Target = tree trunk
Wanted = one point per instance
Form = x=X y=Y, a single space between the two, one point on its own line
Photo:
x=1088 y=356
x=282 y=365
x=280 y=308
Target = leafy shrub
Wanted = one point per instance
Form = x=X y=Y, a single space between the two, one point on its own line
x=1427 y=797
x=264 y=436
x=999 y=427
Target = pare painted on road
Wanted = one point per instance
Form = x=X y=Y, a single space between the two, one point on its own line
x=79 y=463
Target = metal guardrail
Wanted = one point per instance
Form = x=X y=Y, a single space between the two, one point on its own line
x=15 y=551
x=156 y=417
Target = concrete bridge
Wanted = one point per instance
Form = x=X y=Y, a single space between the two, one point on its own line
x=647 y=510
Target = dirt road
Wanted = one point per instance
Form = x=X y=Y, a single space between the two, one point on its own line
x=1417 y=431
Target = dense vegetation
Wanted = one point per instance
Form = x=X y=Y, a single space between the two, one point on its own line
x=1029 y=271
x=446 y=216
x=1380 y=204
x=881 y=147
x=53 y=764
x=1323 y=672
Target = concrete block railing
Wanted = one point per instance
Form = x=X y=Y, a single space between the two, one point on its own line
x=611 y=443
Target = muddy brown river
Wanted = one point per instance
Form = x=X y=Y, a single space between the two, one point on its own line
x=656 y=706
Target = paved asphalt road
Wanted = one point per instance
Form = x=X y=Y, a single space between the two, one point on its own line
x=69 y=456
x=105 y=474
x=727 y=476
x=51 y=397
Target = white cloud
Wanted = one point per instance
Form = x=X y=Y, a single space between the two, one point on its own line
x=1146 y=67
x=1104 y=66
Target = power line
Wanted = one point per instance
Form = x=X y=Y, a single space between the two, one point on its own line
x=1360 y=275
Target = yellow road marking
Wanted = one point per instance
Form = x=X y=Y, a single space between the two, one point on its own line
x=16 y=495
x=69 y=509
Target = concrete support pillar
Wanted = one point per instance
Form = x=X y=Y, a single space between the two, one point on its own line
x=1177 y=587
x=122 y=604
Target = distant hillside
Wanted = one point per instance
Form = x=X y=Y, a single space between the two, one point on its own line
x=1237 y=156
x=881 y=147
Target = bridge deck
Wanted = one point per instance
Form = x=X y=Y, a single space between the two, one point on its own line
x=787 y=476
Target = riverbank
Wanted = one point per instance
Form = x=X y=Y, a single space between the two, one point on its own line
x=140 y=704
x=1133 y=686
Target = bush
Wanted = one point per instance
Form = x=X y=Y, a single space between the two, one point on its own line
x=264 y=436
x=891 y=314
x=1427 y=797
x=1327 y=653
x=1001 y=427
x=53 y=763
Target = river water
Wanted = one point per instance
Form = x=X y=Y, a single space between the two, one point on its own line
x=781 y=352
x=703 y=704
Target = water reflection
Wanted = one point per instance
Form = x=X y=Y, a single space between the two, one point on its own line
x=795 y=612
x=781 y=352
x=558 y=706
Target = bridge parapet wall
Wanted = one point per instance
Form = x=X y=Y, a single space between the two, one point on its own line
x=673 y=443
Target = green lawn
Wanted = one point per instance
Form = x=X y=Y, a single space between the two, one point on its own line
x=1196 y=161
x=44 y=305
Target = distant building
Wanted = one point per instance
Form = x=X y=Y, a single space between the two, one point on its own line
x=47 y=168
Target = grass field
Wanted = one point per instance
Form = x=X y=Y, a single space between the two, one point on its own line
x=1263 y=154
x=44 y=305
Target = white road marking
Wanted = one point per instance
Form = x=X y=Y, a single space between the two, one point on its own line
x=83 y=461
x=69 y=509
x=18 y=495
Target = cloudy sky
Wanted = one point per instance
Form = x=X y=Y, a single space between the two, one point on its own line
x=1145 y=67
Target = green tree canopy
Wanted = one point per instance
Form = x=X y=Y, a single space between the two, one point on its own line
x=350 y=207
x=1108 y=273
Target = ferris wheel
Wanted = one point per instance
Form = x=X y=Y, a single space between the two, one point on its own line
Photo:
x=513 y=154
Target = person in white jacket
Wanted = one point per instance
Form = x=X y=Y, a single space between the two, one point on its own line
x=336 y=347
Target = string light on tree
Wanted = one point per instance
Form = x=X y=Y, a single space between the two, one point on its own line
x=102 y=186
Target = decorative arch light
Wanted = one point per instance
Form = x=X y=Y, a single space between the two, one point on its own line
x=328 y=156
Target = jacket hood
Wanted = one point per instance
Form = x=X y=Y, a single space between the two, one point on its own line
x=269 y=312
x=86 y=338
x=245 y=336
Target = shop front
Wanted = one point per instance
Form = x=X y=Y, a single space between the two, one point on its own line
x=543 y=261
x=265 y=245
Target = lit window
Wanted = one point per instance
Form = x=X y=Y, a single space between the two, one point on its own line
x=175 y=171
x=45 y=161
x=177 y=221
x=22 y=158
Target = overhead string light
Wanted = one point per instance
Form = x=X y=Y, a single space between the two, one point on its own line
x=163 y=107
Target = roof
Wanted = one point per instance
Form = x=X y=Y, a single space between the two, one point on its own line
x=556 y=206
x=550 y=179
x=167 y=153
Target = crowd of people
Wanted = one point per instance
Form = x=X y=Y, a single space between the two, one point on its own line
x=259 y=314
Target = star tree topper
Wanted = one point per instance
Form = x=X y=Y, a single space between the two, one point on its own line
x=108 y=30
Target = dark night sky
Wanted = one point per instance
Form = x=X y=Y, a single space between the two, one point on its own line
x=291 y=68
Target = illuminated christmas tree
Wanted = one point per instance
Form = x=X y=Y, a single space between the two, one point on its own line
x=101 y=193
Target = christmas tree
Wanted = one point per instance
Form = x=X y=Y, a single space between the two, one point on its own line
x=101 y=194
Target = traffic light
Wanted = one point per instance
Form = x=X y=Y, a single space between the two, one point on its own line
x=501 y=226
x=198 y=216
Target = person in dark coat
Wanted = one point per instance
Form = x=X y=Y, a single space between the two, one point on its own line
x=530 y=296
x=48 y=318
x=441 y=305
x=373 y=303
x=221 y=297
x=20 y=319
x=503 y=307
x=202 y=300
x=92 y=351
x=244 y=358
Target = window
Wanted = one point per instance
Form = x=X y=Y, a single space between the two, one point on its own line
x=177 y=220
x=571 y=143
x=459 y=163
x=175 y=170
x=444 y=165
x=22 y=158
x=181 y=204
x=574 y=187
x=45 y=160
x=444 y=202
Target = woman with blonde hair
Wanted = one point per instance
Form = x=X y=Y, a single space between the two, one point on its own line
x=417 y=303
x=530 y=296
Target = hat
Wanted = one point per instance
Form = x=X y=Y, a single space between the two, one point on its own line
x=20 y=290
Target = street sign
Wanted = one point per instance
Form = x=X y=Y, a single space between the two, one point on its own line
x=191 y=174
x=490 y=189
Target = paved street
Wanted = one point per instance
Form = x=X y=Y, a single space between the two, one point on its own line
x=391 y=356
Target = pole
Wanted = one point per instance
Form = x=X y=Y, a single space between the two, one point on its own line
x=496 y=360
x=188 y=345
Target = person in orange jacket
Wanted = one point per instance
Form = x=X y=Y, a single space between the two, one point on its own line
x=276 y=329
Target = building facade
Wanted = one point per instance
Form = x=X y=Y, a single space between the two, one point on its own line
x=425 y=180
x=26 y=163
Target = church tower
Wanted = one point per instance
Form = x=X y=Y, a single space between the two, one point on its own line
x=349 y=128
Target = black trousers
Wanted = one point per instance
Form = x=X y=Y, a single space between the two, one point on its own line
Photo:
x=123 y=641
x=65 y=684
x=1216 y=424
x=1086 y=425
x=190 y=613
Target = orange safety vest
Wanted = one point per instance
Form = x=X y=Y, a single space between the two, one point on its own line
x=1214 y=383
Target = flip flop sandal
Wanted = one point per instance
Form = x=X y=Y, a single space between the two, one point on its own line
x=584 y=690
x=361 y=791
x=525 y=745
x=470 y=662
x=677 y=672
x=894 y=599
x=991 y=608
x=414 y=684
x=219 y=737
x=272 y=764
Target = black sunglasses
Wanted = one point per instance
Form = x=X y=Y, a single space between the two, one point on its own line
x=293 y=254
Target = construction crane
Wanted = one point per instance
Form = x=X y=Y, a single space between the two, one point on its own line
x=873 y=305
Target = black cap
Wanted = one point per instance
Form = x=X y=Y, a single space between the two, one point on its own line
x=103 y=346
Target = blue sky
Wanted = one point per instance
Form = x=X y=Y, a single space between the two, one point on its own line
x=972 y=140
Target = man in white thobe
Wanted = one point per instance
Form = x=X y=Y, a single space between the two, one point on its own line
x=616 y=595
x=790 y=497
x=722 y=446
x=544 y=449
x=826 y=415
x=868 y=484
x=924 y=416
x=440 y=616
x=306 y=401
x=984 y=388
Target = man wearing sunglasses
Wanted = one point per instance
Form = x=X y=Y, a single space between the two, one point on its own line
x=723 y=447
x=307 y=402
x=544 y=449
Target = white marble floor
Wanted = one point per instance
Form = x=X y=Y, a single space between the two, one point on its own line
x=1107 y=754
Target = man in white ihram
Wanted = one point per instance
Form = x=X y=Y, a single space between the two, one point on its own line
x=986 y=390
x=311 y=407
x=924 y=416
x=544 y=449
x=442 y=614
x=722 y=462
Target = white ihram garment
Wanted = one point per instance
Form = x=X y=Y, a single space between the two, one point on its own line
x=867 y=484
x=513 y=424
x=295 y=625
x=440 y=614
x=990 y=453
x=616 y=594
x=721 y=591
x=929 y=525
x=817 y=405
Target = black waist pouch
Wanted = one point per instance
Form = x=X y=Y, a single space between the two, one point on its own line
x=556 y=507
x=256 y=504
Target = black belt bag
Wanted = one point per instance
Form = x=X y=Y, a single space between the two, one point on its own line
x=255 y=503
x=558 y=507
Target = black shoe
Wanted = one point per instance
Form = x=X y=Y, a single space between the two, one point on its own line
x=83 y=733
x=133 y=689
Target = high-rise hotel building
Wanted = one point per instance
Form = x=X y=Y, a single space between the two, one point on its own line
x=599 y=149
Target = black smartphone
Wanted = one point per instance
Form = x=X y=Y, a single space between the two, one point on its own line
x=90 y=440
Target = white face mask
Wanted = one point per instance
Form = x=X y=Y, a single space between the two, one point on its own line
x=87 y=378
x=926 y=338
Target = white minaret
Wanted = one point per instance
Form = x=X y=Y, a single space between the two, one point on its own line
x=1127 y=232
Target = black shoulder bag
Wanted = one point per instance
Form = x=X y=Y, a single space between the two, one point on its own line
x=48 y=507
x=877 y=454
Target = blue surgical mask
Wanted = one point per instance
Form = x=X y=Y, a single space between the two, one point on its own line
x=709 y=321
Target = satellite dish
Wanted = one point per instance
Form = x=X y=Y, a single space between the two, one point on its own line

- - - - - - -

What to do:
Copy the data above verbatim, from the line containing "Target = church tower" through the line containing "x=873 y=305", with both of those lines included.

Expected answer:
Target = church tower
Wanted = one point per instance
Form = x=X y=Y, a single space between the two, one point on its own line
x=349 y=128
Target = black trousers
Wanted = one point per instance
Form = x=X y=Y, a single space between the two, one point on its own line
Photo:
x=123 y=641
x=65 y=684
x=1216 y=424
x=1086 y=425
x=190 y=613
Target = orange safety vest
Wanted = one point per instance
Form = x=X y=Y, a single space between the two, one point on its own line
x=1214 y=383
Target = flip flop sandal
Wanted = one point per instance
Form = x=X y=Y, a single space between the two, one point on its own line
x=584 y=690
x=361 y=791
x=525 y=745
x=470 y=662
x=677 y=672
x=894 y=599
x=991 y=608
x=414 y=684
x=219 y=737
x=272 y=764
Target = black sunglasses
Wanted = one point per instance
Form = x=X y=Y, a single space between the two, one point on its own line
x=293 y=254
Target = construction crane
Wanted = one point per instance
Form = x=X y=Y, a single space between the two, one point on its own line
x=873 y=305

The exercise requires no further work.